Page excerpt
*-*-*

Williams’ abstract language also supports her thematic concerns. Pronouns’ referents get muddled along the way or are missing altogether. Likewise, the first-person often bleeds into the third. “The woman, who is me—why pretend otherwise?—wants to love a man she cannot have,” begins “All American,” one of Williams’ best-known stories, in part for its inclusion in 2004’s The Anchor Book Of New American Short Stories (which has become a kind of bible for anyone who believes in the healing power of contemporary literary experimentation). These shifts mirror the indefinite, blurred positions her characters occupy. After looking at her dog, a wife commands her husband to sit in one story; a son and a lover get confused with each other in another; and when she is very young “All American”’s protagonist tries to kiss her sister: “[L]ike what did I think I was a man and she was a woman?”
Sex is one of Williams’ perennial interests, and one of her greatest sources for not just danger but also humor. Her treatment of the subject can read as if The Piano Teacher had been directed by the deadpan Yorgos Lanthimos. There are frequent affairs, tenuous relationships, and a desperate desire to just put one thing into another already. But Williams rarely details the specifics of sensuous pleasure. While other writers might delight in cataloging a series of titillating turns or breathless moments, Williams has a winking kind of fun. Body parts include “his very best flesh,” an “impressively distinct member,” and an “awry anus”; occasions for intercourse are “coital functions.” Especially in her later work, sex finds itself intertwined with aging and failures of the body. “[I]t is not too difficult for us to get up into an asshole, and yet it makes some of us say our knees hurt to just think of going up there,” Williams writes in “Very, Very Red.”

*-*-*

Problems to solve
(1) Answer these questions from the excerpt on Williams' fiction:
(a) Which anthology included "All American," and in what year did it appear?
(b) Which film does the excerpt say Williams' treatment of sex can resemble, and which director is imagined directing it?
(c) Which story contains the line about knees hurting?
(2) List every phrase the excerpt on Williams' fiction quotes as her wording for a body part.

Data provided
*-*-*

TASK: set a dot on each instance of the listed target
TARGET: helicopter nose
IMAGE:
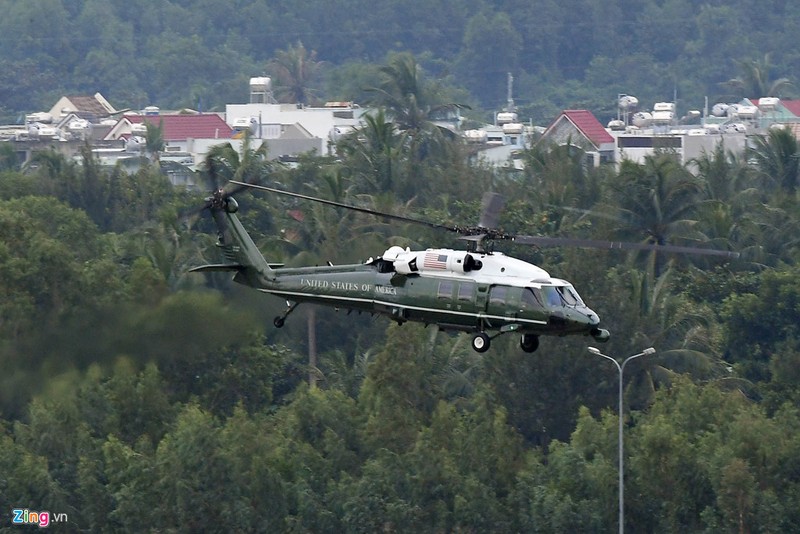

*-*-*

Answer list
(1)
(a) The Anchor Book Of New American Short Stories, 2004.
(b) The Piano Teacher, as if directed by Yorgos Lanthimos.
(c) "Very, Very Red."

(2)
- "his very best flesh"
- "impressively distinct member"
- "awry anus"